◆ **Document**:

______

Why electric bills are rising in New Jersey, and the role of a little-known grid operator
A Trenton-based think tank has released a 10-page report explaining the key role of a private regional organization called PJM Interconnection.

Electric bills in New Jersey are set to rise by an average of more than $20 a month beginning in June, driven in part by decisions made not in the State House or by utility companies, but by a regional grid operator headquartered in Valley Forge, Pennsylvania.
A new report by New Jersey Policy Perspective, released on May 29, breaks down the reasons why prices are rising and the important role of PJM Interconnection, LLC.
The increase in electricity costs for consumers is linked to the policies and market structures of PJM, a private regional transmission organization that manages the electric grid for 13 states, including New Jersey, and the District of Columbia. Despite its low public profile, PJM wields significant influence over what New Jersey residents pay for electricity, which energy projects get built, and how quickly renewable sources connect to the grid.

______

◆ **Directive 1**: In the listing below, repeat word for word every line from the one containing "the low shrub" through the end of the listing, keeping both of those lines.

◆ **Material shown**:
______

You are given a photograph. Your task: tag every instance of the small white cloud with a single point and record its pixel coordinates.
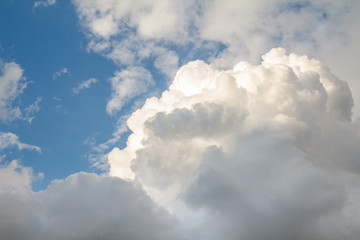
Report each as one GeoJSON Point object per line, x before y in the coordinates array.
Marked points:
{"type": "Point", "coordinates": [45, 3]}
{"type": "Point", "coordinates": [63, 71]}
{"type": "Point", "coordinates": [12, 84]}
{"type": "Point", "coordinates": [84, 84]}
{"type": "Point", "coordinates": [8, 139]}
{"type": "Point", "coordinates": [126, 85]}
{"type": "Point", "coordinates": [32, 109]}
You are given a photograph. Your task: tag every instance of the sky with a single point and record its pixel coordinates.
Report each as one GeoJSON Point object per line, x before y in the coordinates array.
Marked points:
{"type": "Point", "coordinates": [196, 119]}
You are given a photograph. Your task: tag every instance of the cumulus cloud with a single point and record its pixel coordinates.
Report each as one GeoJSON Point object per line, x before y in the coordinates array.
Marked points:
{"type": "Point", "coordinates": [83, 206]}
{"type": "Point", "coordinates": [32, 109]}
{"type": "Point", "coordinates": [83, 85]}
{"type": "Point", "coordinates": [269, 151]}
{"type": "Point", "coordinates": [60, 73]}
{"type": "Point", "coordinates": [12, 84]}
{"type": "Point", "coordinates": [11, 140]}
{"type": "Point", "coordinates": [45, 3]}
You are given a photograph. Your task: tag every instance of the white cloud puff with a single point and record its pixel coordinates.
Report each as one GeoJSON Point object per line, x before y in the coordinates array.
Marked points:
{"type": "Point", "coordinates": [127, 84]}
{"type": "Point", "coordinates": [83, 85]}
{"type": "Point", "coordinates": [128, 32]}
{"type": "Point", "coordinates": [12, 84]}
{"type": "Point", "coordinates": [267, 150]}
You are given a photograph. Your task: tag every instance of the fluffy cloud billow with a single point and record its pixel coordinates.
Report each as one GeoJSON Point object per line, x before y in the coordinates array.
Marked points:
{"type": "Point", "coordinates": [263, 151]}
{"type": "Point", "coordinates": [83, 206]}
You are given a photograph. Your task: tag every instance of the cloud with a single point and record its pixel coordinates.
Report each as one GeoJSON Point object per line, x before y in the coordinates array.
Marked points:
{"type": "Point", "coordinates": [269, 151]}
{"type": "Point", "coordinates": [83, 206]}
{"type": "Point", "coordinates": [32, 109]}
{"type": "Point", "coordinates": [222, 31]}
{"type": "Point", "coordinates": [11, 140]}
{"type": "Point", "coordinates": [84, 84]}
{"type": "Point", "coordinates": [126, 85]}
{"type": "Point", "coordinates": [45, 3]}
{"type": "Point", "coordinates": [12, 84]}
{"type": "Point", "coordinates": [63, 71]}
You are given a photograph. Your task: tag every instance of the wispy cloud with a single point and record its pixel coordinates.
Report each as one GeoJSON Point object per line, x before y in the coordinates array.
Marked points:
{"type": "Point", "coordinates": [12, 84]}
{"type": "Point", "coordinates": [83, 85]}
{"type": "Point", "coordinates": [63, 71]}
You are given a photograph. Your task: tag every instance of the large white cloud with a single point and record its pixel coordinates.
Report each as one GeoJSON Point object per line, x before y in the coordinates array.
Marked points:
{"type": "Point", "coordinates": [266, 151]}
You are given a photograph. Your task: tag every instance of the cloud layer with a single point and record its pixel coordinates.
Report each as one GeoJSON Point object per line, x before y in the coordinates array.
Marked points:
{"type": "Point", "coordinates": [83, 206]}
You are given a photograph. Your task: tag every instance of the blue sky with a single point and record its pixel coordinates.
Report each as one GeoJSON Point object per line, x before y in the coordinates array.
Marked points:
{"type": "Point", "coordinates": [179, 107]}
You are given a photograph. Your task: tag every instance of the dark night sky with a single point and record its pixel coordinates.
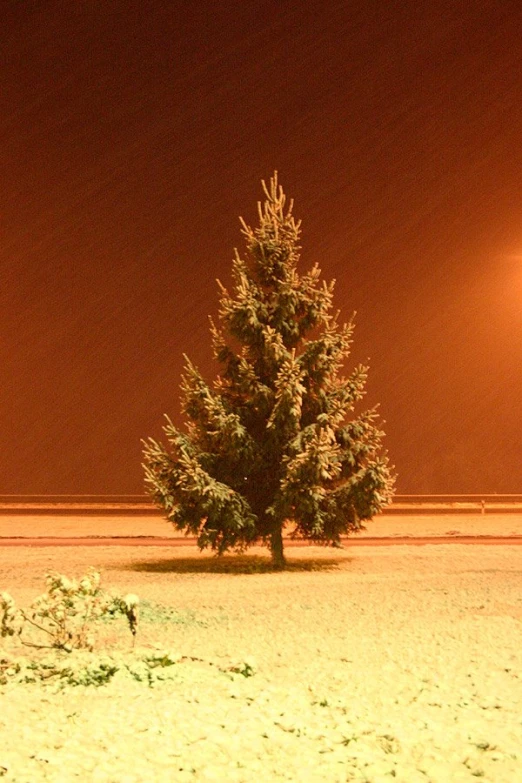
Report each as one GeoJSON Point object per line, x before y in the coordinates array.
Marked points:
{"type": "Point", "coordinates": [133, 134]}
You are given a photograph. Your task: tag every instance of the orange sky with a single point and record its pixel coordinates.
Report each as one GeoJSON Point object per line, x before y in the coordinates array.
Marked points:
{"type": "Point", "coordinates": [134, 134]}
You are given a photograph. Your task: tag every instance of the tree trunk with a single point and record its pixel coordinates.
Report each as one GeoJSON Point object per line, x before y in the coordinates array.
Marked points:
{"type": "Point", "coordinates": [276, 548]}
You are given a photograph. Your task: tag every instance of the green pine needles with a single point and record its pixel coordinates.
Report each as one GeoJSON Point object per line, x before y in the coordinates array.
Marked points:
{"type": "Point", "coordinates": [273, 441]}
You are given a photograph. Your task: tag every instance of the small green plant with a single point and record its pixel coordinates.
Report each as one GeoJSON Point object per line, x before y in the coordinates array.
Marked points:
{"type": "Point", "coordinates": [65, 615]}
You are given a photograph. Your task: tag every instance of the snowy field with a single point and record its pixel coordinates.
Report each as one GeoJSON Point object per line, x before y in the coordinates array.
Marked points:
{"type": "Point", "coordinates": [373, 664]}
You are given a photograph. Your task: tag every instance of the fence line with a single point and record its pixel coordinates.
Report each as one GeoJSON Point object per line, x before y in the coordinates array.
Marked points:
{"type": "Point", "coordinates": [142, 504]}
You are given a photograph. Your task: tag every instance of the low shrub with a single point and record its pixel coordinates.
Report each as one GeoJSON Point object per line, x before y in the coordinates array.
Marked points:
{"type": "Point", "coordinates": [64, 617]}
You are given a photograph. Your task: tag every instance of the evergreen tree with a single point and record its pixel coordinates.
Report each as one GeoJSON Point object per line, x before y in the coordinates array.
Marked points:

______

◆ **Directive 2**: Pick up the article on rising New Jersey electric bills where it leaves off, and keep writing it.

◆ **Task result 1**:
You are given a photograph. Your task: tag every instance of the low shrub with a single point and record its pixel coordinates.
Report each as one GeoJSON Point object per line, x before y in the coordinates array.
Marked points:
{"type": "Point", "coordinates": [64, 617]}
You are given a photograph. Your task: tag every instance of the evergreen tree with a single point and record its pixel coordinates.
Report each as one GeoJSON Point object per line, x before y in the coordinates array.
Marked points:

◆ **Task result 2**:
While utility companies are responsible for distributing energy, maintaining local infrastructure like wires and poles, and handling billing and customer service, PJM handles the grid and wholesale electricity markets.
New Jersey’s electricity rates are already about 20 percent above the national average. The state’s reliance on fossil fuel infrastructure and delays in approving new renewable projects are exacerbating the problem. With demand on the rise, driven largely by energy-intensive data centers, the costs are likely to continue to increase.
PJM’s governance model and lagging infrastructure planning have also created bottlenecks that have slowed the transition to clean energy and exposed residents to rising costs. The increase will particularly affect low-income households already burdened by high energy prices.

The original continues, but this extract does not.